* Task details
When a line in the material contains the word "Give", copy it.
──────── Provided records ────────
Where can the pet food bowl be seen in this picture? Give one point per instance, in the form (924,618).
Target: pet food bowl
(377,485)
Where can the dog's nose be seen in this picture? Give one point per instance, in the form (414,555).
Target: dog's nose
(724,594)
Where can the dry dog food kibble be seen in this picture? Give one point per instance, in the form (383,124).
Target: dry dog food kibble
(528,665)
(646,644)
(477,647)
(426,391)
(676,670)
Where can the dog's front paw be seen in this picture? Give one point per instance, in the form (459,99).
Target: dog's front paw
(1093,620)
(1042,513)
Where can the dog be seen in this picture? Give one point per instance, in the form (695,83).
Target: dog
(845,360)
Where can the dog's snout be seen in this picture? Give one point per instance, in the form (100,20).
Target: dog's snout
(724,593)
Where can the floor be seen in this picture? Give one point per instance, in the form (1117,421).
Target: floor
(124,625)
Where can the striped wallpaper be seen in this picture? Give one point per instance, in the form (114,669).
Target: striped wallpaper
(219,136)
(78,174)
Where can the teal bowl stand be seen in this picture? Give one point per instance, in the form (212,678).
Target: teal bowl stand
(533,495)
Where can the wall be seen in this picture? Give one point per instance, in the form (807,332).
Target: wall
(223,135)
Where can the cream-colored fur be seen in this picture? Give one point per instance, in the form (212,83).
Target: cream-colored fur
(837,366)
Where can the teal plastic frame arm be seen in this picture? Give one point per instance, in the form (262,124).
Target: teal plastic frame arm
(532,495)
────────
* Finished task
Where can the pet food bowl be seen in this picture? Give one point per instance, in the form (924,618).
Where can the dog's nose be seen in this picture? Give one point per instance, in the form (414,555).
Where can the dry dog food kibble be seen in this picture? Give one point per instance, in the form (383,124).
Where can the dog's front paw be seen in this picture? Give one point per instance, in the form (459,99).
Where can the dog be seen in this picture? Give one point per instance, in the form (695,83).
Where can the dog's snout be seen in this picture? Give one point per instance, in the form (100,20).
Where can the floor be seen in this picture? Give one point per instance, in the form (1117,421).
Where can the striped wallpaper be seen in this picture? Give one point per instance, in the form (114,669).
Where can the teal bowl stand be seen in this picture? Give one point per instance, in the form (212,678).
Where can the wall be seen in this picture? Give one point per instance, in the form (807,332).
Where can the cream-colored fur be seen in this picture? Give one point per instance, in the form (212,83).
Where can the teal plastic frame arm be seen in this picture? Give one point per instance, in the form (262,124).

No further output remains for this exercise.